• _EXERCISE INSTRUCTIONS_:
Rewrite every line of the rows from the line containing "Where can you find the red stem" through the end of the rows, offsetting each answer coordinate by adding 51 to both of its numbers and leaving all other lines unchanged.

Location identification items
*-*-*

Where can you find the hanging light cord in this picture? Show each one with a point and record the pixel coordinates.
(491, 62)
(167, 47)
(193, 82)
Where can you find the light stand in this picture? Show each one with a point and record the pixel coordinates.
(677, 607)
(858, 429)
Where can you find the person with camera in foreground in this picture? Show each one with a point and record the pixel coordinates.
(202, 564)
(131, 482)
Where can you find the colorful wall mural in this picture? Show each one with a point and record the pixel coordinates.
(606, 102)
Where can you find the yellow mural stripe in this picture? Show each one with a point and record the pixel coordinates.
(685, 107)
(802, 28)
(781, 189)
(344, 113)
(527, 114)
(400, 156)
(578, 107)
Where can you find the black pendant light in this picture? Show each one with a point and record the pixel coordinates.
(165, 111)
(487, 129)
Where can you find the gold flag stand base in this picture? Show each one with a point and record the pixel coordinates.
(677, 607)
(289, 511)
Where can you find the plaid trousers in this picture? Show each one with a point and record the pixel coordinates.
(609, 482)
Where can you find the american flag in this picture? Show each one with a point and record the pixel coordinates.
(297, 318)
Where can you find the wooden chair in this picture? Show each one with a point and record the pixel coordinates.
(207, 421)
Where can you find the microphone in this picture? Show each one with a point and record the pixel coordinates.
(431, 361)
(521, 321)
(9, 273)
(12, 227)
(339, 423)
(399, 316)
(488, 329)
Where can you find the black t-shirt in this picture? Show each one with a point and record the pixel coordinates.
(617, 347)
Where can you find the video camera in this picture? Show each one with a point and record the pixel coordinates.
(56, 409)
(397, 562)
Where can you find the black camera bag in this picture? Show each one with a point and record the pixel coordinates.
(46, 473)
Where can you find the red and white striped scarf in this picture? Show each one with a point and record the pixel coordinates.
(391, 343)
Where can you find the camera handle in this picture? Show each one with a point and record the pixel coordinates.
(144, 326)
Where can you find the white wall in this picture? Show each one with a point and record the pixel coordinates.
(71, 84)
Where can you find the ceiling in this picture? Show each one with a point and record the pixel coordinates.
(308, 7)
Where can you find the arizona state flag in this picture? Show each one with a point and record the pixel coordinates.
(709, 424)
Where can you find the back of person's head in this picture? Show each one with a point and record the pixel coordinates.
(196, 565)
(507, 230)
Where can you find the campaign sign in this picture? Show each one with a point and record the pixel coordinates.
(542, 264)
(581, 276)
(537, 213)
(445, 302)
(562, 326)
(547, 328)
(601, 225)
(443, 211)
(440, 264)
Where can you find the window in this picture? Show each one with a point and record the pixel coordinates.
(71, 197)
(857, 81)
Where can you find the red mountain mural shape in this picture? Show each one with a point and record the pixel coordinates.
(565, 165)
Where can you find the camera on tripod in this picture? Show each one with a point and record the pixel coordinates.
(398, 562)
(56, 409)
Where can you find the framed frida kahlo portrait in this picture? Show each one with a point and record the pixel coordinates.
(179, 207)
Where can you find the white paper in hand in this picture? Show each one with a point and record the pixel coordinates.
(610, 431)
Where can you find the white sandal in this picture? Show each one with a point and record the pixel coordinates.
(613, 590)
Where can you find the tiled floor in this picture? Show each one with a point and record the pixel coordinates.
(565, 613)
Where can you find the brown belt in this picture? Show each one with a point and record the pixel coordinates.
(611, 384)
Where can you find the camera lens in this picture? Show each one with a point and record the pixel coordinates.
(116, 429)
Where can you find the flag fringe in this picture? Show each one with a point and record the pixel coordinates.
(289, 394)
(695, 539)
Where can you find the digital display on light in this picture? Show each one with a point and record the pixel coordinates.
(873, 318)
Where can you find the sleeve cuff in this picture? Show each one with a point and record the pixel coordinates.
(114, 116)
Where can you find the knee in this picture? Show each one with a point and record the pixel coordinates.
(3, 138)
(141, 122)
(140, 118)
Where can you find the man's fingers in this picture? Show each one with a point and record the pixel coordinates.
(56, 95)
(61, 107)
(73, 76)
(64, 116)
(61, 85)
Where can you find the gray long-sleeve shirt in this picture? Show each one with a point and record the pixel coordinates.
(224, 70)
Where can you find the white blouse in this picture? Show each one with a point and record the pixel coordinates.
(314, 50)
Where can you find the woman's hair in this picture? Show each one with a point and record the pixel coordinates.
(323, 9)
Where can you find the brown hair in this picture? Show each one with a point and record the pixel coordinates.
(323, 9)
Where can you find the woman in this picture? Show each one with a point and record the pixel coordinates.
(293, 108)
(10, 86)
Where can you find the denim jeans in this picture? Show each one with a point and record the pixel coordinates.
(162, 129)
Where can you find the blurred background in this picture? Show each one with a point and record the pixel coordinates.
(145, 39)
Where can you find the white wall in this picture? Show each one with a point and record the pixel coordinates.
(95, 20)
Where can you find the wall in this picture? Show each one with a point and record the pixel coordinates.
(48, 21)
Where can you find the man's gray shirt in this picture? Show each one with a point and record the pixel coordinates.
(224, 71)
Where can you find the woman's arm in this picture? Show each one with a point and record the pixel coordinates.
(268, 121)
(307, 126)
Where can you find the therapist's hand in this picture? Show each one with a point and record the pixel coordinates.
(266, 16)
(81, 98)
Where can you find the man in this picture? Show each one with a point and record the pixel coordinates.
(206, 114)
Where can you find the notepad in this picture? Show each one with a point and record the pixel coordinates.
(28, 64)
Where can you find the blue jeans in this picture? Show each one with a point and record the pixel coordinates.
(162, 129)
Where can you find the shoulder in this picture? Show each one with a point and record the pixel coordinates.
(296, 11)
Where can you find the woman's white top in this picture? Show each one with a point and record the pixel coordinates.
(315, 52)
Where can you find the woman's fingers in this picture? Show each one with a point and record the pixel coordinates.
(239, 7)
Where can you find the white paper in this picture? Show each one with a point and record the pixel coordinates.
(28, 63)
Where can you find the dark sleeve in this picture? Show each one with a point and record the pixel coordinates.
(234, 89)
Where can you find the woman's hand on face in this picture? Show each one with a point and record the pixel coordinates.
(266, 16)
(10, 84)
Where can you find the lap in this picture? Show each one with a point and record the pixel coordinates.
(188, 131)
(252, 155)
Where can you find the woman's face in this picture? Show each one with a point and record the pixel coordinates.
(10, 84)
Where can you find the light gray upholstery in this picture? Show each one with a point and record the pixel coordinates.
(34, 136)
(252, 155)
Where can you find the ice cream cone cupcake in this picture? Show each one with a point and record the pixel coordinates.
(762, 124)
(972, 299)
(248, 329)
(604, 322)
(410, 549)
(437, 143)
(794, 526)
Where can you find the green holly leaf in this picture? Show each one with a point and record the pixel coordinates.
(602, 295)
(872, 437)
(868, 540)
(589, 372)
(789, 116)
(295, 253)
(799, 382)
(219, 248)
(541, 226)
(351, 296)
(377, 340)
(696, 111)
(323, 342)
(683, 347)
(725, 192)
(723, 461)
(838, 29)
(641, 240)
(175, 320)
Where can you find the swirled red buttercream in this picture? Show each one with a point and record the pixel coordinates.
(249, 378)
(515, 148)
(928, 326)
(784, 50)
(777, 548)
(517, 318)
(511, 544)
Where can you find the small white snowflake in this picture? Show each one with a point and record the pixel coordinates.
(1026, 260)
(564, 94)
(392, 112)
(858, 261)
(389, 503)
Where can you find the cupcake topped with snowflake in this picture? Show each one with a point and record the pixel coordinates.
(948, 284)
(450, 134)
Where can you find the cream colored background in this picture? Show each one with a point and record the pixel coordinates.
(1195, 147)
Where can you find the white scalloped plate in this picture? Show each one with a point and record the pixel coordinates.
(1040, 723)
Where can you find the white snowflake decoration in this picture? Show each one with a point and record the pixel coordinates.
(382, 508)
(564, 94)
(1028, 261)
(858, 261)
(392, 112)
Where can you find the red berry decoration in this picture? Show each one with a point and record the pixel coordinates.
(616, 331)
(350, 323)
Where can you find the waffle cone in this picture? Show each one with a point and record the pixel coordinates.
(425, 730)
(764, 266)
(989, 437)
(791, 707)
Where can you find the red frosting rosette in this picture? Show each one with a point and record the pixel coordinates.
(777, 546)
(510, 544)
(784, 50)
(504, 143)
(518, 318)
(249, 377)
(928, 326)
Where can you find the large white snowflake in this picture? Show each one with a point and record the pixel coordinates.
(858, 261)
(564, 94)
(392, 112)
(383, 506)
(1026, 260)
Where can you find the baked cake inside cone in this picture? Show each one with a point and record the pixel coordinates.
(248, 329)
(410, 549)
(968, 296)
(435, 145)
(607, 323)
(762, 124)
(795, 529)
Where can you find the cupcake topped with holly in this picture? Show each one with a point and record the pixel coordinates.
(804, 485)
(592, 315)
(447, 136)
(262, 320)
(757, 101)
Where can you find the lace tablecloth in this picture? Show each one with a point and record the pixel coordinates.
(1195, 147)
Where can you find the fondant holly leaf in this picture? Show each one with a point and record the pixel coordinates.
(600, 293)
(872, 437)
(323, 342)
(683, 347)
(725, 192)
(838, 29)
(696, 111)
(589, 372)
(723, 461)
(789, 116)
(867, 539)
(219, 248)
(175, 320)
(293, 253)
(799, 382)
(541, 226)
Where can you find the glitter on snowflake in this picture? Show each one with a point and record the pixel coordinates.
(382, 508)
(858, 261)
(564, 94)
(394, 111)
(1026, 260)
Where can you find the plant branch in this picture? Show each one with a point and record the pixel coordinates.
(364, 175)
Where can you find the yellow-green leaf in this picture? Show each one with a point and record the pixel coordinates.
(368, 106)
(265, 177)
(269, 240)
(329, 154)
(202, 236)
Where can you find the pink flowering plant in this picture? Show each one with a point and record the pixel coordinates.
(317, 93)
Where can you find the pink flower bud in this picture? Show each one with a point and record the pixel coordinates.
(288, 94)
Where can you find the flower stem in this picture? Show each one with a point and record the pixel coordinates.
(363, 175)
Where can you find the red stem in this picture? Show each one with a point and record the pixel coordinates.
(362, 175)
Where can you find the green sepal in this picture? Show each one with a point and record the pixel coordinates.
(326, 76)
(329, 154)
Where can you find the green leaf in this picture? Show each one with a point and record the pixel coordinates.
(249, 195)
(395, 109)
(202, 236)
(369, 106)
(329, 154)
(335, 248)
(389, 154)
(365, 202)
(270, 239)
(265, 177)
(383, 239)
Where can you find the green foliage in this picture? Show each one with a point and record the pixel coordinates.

*-*-*

• _ANSWER IN FULL_:
Where can you find the red stem in this picture? Show each one with a point and record the pixel coordinates.
(413, 226)
Where can you find the green sepal in this picture? Show each one with a point and record the pixel coordinates.
(377, 127)
(380, 205)
Where can you find the green leaf in this picture? Show each one with a point and record the pixel coordinates.
(300, 246)
(446, 160)
(253, 287)
(420, 157)
(380, 205)
(386, 299)
(440, 205)
(416, 253)
(321, 290)
(316, 228)
(434, 290)
Where can you find the green foliage in this picture? Show each one with a point and record the pixel coordinates.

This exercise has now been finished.